▸ **What is required**
Return, word for word, every entry in the listing below, but not its images.

= Beginning of Section =

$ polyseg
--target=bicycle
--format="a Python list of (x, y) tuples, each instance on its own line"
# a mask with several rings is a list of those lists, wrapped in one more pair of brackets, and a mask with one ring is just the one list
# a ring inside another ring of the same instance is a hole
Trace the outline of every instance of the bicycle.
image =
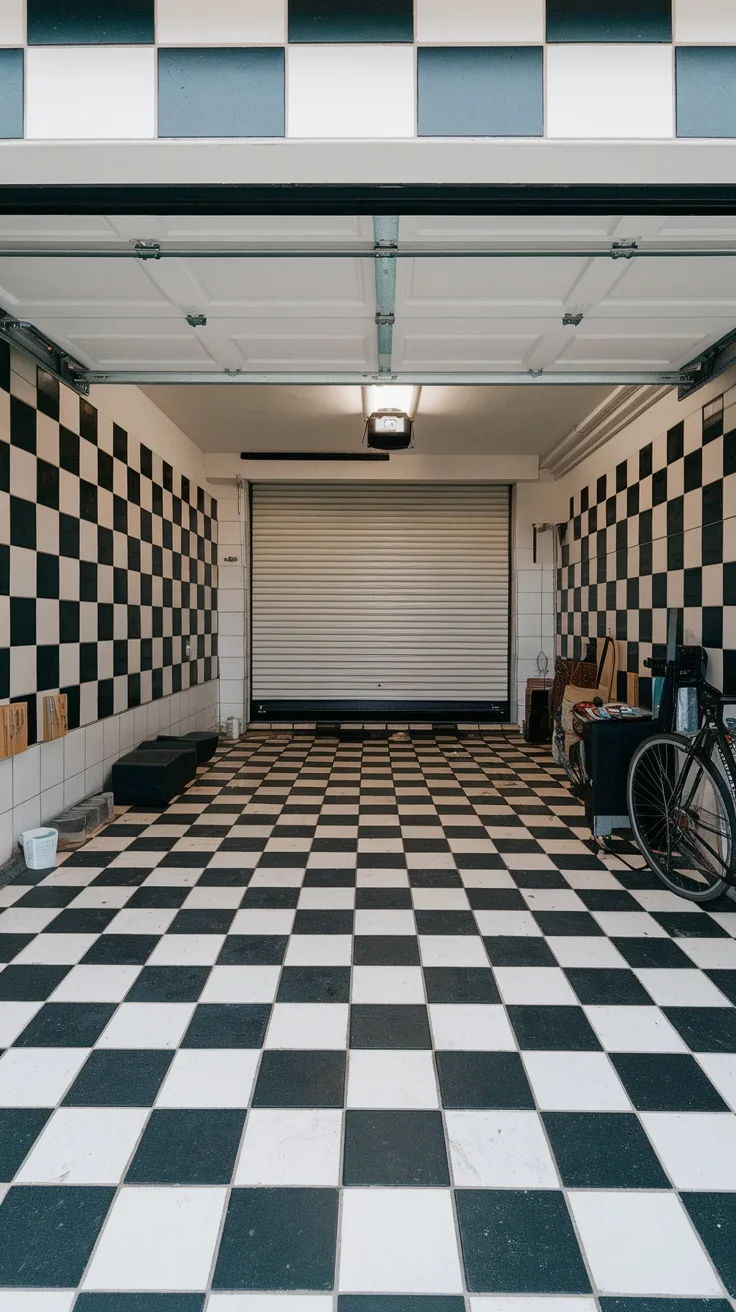
[[(627, 799), (634, 837), (647, 864), (673, 893), (710, 902), (736, 886), (736, 755), (723, 721), (733, 702), (704, 677), (700, 648), (674, 661), (645, 661), (664, 676), (657, 730), (634, 752)], [(697, 728), (675, 730), (678, 692), (694, 688)]]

= End of Section =

▸ **Reply to the exercise**
$ polyseg
--target=bicycle
--format="a Python list of (x, y) tuples, each instance on its own line"
# a mask with several rings is a list of those lists, wrapped in one more pair of brackets, and a mask with one ring is just the one list
# a ring inside another ring of the same instance is a hole
Trace the outline of every instance of the bicycle.
image =
[[(627, 799), (634, 837), (647, 864), (673, 893), (710, 902), (736, 886), (736, 755), (723, 721), (733, 702), (704, 677), (700, 648), (674, 661), (645, 661), (664, 676), (657, 730), (634, 752)], [(697, 728), (675, 730), (678, 692), (694, 688)]]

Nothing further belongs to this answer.